### WORK INSTRUCTIONS
Please count the lines in the entries below that contain the word "handle", treating uppercase and lowercase as different. Reply with the number alone.

### EXERCISE MATERIAL
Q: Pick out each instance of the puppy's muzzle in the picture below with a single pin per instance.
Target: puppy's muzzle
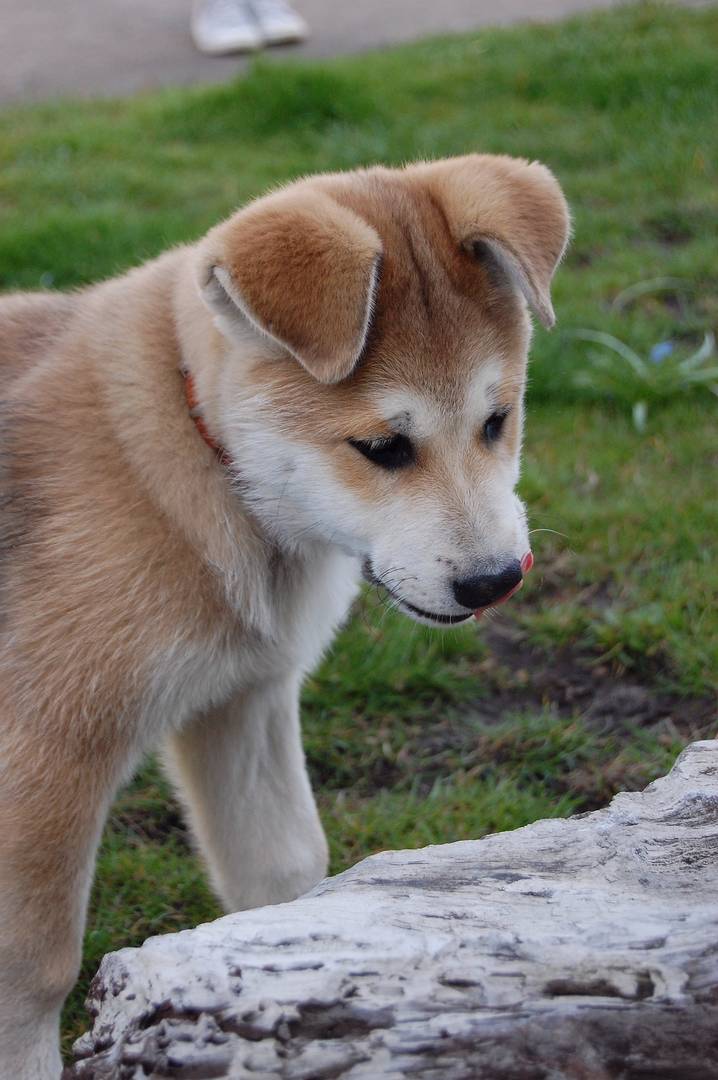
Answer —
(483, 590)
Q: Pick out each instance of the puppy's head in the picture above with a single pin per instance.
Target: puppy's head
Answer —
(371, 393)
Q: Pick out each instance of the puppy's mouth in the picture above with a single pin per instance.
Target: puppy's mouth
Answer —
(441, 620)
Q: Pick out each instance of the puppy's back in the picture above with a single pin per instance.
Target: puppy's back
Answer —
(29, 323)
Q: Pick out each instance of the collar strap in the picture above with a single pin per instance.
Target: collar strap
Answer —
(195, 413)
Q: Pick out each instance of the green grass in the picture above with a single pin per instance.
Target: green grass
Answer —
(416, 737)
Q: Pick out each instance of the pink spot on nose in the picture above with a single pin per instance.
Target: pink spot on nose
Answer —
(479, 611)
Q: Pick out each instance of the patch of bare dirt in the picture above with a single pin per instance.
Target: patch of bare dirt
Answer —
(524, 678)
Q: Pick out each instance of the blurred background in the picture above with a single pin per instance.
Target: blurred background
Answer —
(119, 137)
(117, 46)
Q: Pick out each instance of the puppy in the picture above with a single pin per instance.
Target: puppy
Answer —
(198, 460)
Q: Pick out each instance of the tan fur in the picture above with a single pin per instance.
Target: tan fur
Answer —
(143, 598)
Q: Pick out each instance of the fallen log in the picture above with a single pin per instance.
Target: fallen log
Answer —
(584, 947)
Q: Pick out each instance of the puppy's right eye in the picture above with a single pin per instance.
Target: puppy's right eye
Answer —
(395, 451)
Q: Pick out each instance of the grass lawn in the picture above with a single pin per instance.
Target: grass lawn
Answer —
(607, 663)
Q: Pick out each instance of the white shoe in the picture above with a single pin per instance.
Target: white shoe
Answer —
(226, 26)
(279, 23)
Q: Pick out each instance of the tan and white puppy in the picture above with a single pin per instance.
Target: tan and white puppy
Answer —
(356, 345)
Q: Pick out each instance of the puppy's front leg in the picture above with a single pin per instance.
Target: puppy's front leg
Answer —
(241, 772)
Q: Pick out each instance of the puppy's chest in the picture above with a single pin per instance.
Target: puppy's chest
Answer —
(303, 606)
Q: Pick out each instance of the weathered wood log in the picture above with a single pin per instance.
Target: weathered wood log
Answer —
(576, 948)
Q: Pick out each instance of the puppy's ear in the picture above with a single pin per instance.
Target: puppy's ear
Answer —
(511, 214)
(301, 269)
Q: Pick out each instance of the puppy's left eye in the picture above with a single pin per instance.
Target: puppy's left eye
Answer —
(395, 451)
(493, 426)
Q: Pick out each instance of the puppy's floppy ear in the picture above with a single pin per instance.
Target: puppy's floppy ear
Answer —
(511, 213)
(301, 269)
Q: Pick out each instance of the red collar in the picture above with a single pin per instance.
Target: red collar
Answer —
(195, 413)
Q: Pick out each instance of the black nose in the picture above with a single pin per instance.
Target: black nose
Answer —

==

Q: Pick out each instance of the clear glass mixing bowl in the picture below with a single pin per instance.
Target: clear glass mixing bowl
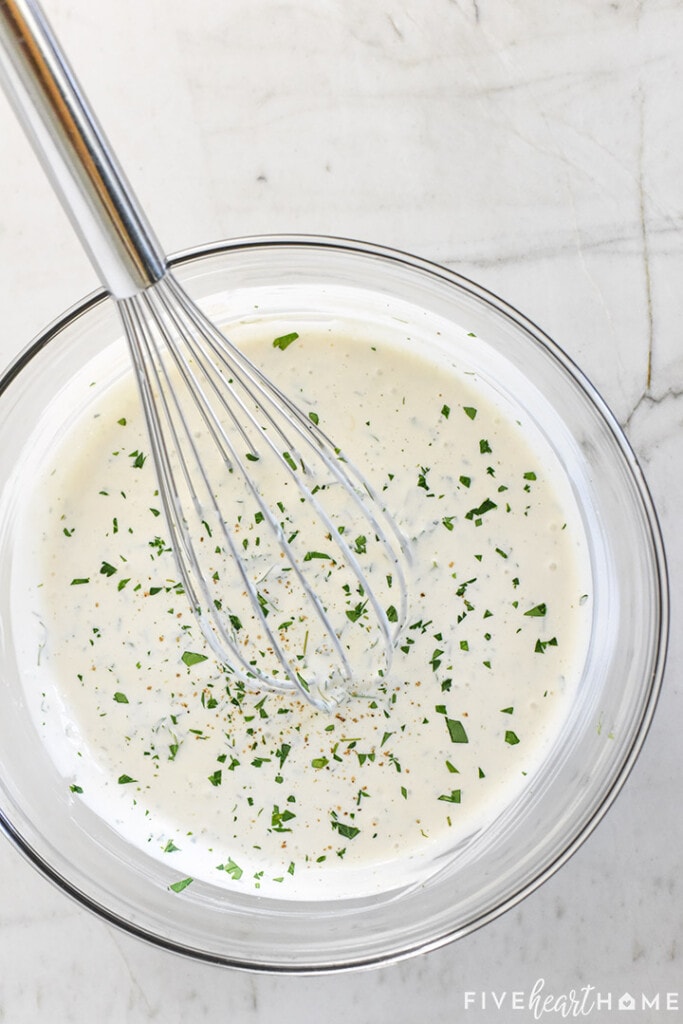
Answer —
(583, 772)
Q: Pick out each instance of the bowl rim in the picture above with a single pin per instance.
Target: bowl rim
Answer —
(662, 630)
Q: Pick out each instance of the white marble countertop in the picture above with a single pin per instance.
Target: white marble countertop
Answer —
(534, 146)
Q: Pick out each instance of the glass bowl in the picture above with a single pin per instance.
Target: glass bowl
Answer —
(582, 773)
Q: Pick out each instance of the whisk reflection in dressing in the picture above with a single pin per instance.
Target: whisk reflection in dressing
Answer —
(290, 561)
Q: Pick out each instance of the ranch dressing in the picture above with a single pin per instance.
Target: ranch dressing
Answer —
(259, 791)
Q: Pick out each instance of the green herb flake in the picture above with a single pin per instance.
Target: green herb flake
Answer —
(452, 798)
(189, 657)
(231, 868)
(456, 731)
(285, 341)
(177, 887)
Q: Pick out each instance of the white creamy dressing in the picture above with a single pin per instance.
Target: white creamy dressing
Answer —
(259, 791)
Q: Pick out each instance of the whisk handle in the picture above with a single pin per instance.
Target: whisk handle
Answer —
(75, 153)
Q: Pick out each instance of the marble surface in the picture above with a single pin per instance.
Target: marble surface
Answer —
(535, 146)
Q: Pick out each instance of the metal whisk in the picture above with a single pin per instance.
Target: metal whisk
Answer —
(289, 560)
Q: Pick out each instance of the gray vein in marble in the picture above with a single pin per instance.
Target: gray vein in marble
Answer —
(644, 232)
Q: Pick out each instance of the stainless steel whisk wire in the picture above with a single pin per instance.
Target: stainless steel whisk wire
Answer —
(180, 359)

==

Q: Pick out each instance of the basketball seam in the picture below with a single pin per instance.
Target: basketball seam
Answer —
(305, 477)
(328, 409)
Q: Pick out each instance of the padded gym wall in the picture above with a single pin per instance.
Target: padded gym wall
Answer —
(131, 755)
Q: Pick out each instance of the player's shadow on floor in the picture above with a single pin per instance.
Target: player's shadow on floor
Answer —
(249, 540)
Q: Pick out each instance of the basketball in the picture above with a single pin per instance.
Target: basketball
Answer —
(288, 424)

### FINAL RESULT
2